Retype the part of the faculty profile that begins at the words "Research Interests and" and stops after "Plains pictorial art.", keeping every word and mark unchanged.

** start of Page extract **

University of North Carolina
Chapel Hill, NC 27599-3520

Education

Ph.D., University of Minnesota, 2009.
B.A., University of Missouri, 2001.

Research Interests and Honors

Jenny Tone-Pah-Hote’s research interests centered upon American Indian history, material, and expressive culture. Her current project, a book manuscript based on her dissertation, entitled “Envisioning Nationhood:  Kiowa Expressive Culture 1875-1939,” argues that expressive culture (beadwork, metalwork, painting, and dance) is a vital location through which the Kiowa, a tribe in Oklahoma have created, maintained, and reformulated the boundaries and bonds of their nation.  She has also done research on nineteenth century Plains ledger drawings examining intercultural interactions featured in Southern Plains pictorial art.

Before joining the faculty in American Studies, she earned a Carolina Postdoctoral Fellowship for Faculty Diversity.  She was also awarded a Doctoral Dissertation Fellowship from the University of Minnesota and the Charles A. Eastman Pre-Doctoral Fellowship in Native American Studies at Dartmouth College.

** end of Page extract **
** start of Data extract **

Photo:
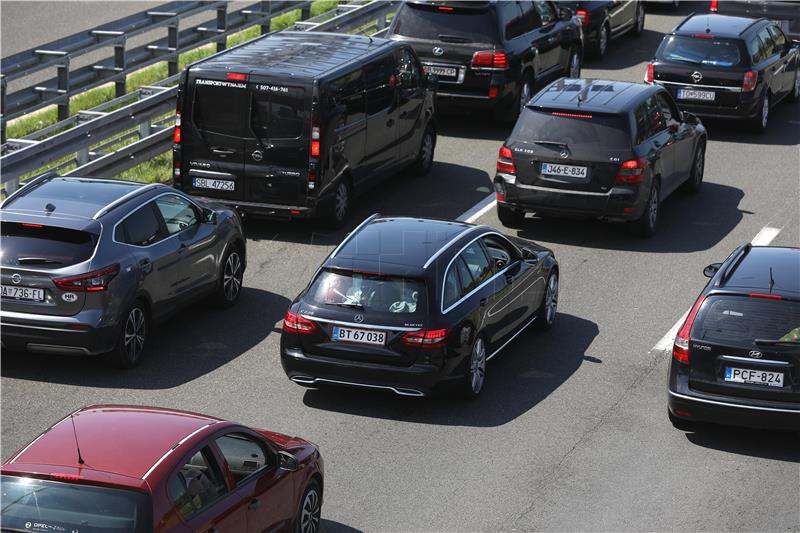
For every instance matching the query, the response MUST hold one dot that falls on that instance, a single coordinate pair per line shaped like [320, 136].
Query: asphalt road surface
[570, 432]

** end of Data extract **

▸ **Solution for this task**
Research Interests and Honors

Jenny Tone-Pah-Hote’s research interests centered upon American Indian history, material, and expressive culture. Her current project, a book manuscript based on her dissertation, entitled “Envisioning Nationhood:  Kiowa Expressive Culture 1875-1939,” argues that expressive culture (beadwork, metalwork, painting, and dance) is a vital location through which the Kiowa, a tribe in Oklahoma have created, maintained, and reformulated the boundaries and bonds of their nation.  She has also done research on nineteenth century Plains ledger drawings examining intercultural interactions featured in Southern Plains pictorial art.